Net sales came to 9.7 billion euros in the October-December period, ASML said, taking sales for all of 2025 to 32.7 billion euros.
Net profit for the year was 9.6 billion euros, up from 7.6 billion euros in 2024.
The Veldhoven-based company forecast net sales of between 34 billion euros and 39 billion euros in 2026.
ASML Chief Executive Officer Christophe Fouquet said the company’s chip-making customers had conveyed a “notably more positive assessment” of the market situation in the medium term based on expectations of strong AI-related demand.
“This is reflected in a marked step-up in their medium-term capacity plans and in our record order intake,” Fouquet said in a statement.
“Therefore, we expect 2026 to be another growth year for ASML’s business, largely driven by a significant increase in EUV sales and growth in our installed base business sales.”
Fouquet also said the company would cut about 1,700 jobs, most of them at the leadership level, amid concerns work processes had become “less agile”.
“Engineers in particular have expressed their desire to focus their time on engineering, without being hampered by slow process flows, and restore the fast-moving culture that has made us so successful,” Fouquet said.
The proposed cuts, which would affect positions in the Netherlands and the United States, represent about 4 percent of ASML’s 44,000-strong global workforce.
ASML holds an effective monopoly on the production of machinery used by TSMC, Samsung Electronics, and Intel to make the most advanced AI chips.

= Exercise task a =
Print the entries exactly as they appear, from the line that contains "Target: donkey nostril" through the end of the entries, inclusive.
The entries are unrelated to the ASML report.

= Given records =
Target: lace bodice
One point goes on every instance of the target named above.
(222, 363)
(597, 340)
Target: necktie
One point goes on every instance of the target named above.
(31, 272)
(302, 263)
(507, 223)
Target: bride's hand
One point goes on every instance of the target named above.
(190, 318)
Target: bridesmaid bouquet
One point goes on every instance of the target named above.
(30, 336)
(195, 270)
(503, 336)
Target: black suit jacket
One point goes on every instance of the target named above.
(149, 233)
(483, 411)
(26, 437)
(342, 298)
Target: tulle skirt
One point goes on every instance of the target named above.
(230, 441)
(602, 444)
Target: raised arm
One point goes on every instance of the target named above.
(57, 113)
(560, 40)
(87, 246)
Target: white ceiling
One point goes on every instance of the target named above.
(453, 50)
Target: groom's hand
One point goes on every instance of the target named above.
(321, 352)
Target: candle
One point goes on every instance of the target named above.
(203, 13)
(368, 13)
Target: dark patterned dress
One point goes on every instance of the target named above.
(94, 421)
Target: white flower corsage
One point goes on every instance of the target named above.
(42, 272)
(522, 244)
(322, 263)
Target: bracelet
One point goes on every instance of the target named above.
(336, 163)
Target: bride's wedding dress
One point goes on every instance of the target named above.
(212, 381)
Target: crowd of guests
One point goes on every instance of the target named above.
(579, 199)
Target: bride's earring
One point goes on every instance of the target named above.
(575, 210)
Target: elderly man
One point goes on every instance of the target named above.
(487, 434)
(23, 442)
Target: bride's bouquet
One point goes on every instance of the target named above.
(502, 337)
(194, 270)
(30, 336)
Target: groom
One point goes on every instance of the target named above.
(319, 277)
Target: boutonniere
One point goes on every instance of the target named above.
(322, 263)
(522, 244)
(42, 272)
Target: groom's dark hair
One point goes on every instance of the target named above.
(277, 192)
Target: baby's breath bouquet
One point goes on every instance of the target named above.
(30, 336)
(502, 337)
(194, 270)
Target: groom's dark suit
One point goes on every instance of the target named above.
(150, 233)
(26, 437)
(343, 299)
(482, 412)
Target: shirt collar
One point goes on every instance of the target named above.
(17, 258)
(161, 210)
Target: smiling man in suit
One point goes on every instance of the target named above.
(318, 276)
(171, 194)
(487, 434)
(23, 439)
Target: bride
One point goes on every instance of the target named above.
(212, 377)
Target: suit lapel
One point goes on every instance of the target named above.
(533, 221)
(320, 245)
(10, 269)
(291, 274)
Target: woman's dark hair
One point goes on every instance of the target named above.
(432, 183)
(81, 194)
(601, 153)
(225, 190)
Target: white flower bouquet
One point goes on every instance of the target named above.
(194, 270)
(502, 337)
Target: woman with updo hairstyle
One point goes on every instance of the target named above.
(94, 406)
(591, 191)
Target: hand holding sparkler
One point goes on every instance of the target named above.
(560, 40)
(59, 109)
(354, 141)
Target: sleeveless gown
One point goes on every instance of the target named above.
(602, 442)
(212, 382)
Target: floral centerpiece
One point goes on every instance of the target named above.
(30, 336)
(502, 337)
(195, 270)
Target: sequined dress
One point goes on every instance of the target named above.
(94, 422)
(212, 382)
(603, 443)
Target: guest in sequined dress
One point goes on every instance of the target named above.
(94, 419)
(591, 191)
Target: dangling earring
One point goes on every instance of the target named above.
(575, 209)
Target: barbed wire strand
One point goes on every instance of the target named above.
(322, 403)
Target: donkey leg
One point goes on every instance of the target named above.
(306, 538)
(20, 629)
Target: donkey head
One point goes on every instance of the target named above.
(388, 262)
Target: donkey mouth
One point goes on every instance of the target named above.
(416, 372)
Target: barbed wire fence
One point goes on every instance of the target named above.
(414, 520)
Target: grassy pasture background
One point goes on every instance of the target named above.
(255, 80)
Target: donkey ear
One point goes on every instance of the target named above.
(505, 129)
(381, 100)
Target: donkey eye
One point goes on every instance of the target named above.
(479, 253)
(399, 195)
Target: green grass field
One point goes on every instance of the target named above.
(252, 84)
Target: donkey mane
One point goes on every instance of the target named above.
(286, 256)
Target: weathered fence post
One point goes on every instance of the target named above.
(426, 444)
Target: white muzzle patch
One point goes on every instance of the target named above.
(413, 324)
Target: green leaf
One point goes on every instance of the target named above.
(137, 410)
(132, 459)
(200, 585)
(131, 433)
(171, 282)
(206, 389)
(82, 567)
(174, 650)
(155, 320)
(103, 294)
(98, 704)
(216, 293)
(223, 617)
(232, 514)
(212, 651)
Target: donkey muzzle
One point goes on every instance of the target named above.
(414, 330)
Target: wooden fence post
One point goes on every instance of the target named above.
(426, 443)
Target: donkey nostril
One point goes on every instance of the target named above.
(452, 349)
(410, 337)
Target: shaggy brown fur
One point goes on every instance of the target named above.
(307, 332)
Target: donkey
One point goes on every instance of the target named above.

= Exercise task b =
List every company named in the ASML report.

= Expected answer a =
Target: donkey nostril
One point goes on every instance of the target named above.
(452, 349)
(410, 337)
Target: shaggy brown fur
One point goes on every instance of the target named above.
(307, 332)
Target: donkey
One point goes on every instance of the target named above.

= Expected answer b =
ASML, TSMC, Samsung Electronics, Intel